__About this task__: The expected output is every entry, copied exactly.

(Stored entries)
+++
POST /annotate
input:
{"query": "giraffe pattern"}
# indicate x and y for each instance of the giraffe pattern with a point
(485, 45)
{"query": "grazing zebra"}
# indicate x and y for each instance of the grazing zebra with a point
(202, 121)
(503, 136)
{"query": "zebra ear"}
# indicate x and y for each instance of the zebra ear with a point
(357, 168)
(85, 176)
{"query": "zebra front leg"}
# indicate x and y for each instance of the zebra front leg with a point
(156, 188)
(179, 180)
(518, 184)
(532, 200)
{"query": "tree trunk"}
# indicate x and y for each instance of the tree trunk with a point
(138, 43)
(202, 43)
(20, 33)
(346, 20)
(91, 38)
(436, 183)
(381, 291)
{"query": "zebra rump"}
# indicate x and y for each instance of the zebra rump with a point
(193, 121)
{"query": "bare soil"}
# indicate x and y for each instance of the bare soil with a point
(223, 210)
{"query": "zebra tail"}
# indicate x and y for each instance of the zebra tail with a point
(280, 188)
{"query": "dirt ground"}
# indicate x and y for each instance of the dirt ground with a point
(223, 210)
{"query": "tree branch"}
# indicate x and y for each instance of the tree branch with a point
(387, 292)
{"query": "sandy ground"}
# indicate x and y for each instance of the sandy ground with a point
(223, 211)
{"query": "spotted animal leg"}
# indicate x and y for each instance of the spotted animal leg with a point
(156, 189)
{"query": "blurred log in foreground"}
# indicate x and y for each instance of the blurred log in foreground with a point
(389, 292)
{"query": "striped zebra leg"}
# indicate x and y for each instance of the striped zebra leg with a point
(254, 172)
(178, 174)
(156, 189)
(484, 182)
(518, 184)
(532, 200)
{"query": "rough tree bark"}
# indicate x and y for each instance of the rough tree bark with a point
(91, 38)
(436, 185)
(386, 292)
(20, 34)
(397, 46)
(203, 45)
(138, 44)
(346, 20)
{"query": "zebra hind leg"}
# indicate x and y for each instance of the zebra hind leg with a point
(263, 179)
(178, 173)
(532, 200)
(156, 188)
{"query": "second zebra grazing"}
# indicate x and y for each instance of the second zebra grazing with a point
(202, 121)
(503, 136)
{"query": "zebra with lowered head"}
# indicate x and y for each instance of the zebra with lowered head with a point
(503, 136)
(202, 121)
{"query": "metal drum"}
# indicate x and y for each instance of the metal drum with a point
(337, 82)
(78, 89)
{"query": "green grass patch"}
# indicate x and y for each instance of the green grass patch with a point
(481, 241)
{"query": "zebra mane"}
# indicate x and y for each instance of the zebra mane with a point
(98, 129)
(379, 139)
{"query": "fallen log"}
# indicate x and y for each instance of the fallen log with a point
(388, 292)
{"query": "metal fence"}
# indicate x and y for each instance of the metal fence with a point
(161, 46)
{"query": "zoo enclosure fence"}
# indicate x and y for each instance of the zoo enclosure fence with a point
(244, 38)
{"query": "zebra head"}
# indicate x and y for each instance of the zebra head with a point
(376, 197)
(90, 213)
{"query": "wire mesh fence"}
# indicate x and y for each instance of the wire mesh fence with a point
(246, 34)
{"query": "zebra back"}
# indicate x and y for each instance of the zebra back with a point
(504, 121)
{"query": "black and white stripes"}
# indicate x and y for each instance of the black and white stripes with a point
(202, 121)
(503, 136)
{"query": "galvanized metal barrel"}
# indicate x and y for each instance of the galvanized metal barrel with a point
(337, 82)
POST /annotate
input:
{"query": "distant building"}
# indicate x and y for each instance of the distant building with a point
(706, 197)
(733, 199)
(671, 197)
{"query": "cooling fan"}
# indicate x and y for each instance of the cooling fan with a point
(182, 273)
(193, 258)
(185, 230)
+++
__Task answer__:
POST /annotate
input:
{"query": "giraffe pattern"}
# indicate x and y for each instance of the giraffe pattern with a point
(485, 45)
{"query": "grazing zebra"}
# indicate x and y for each instance of the grazing zebra with a point
(202, 121)
(503, 136)
{"query": "zebra ear"}
# indicate x and y for each instance of the zebra ear with a point
(357, 168)
(85, 176)
{"query": "zebra front leg"}
# indicate x and y for each instance of the zebra front leg with a point
(156, 188)
(179, 180)
(518, 184)
(532, 200)
{"query": "tree trunk"}
# indicate x and y for each instance of the tree trunk with a point
(138, 43)
(202, 43)
(20, 33)
(346, 20)
(91, 38)
(436, 183)
(381, 291)
{"query": "zebra rump"}
# indicate x and y for each instance of the zebra rump with a point
(193, 121)
{"query": "bare soil"}
# indicate x and y for each instance of the bare soil with a point
(223, 210)
{"query": "zebra tail"}
# indicate x and y for each instance of the zebra tail with a point
(280, 188)
{"query": "dirt ground"}
# indicate x and y for each instance of the dirt ground with a point
(223, 210)
{"query": "tree branch"}
# indicate x and y for each instance of the tree branch with a point
(387, 292)
{"query": "sandy ground"}
# indicate x and y for each instance of the sandy ground with a point
(223, 211)
{"query": "spotted animal leg"}
# indicate x and y for each instance of the spotted animal leg with a point
(156, 189)
{"query": "blurred log in foreground"}
# indicate x and y for each instance of the blurred log in foreground with a point
(389, 292)
{"query": "striped zebra leg"}
# indicate x and y for each instance of the striped zebra leg with a point
(254, 172)
(178, 174)
(156, 189)
(484, 182)
(518, 184)
(532, 200)
{"query": "rough tree bark"}
# indicate x and y for each instance of the rough tree bark with a point
(91, 38)
(436, 185)
(386, 292)
(20, 34)
(397, 46)
(203, 45)
(138, 44)
(346, 20)
{"query": "zebra hind leg"}
# indicate x and y for each instance of the zebra hind leg with a point
(263, 179)
(178, 173)
(532, 200)
(156, 188)
{"query": "second zebra grazing"}
# indicate x and y for each instance of the second zebra grazing with a point
(202, 121)
(503, 136)
{"query": "zebra with lowered head"}
# indicate x and y for each instance of the zebra with lowered head with a point
(503, 136)
(202, 121)
{"query": "metal drum"}
# indicate x and y for each instance of the metal drum with a point
(337, 82)
(78, 89)
{"query": "green grass patch"}
# indicate x and y for each instance of the green grass patch with a point
(481, 241)
{"query": "zebra mane"}
# indicate x and y for each instance of the zebra mane with a point
(98, 129)
(379, 139)
{"query": "fallen log"}
# indicate x and y for each instance of the fallen log with a point
(388, 292)
{"query": "metal fence"}
# indicate x and y for each instance of the metal fence with a point
(161, 46)
{"query": "zoo enclosure fence"}
# indicate x and y for each instance of the zoo enclosure fence with a point
(244, 38)
{"query": "zebra head"}
# indicate x and y for each instance of the zebra head with a point
(376, 197)
(90, 213)
{"query": "wire mesh fence"}
# indicate x and y for each instance of the wire mesh fence with a point
(246, 34)
{"query": "zebra back"}
# indicate x and y for each instance of the zebra back with a point
(504, 121)
{"query": "black and white stripes"}
# indicate x and y for each instance of the black and white stripes with a point
(202, 121)
(503, 136)
{"query": "galvanized metal barrel"}
# indicate x and y for each instance of the galvanized metal barrel with a point
(337, 82)
POST /annotate
input:
{"query": "distant building"}
# indicate x and y for each instance of the distant building with a point
(706, 197)
(733, 199)
(671, 197)
{"query": "cooling fan"}
# indicate x and y for each instance of the cooling fan with a point
(182, 273)
(193, 258)
(185, 230)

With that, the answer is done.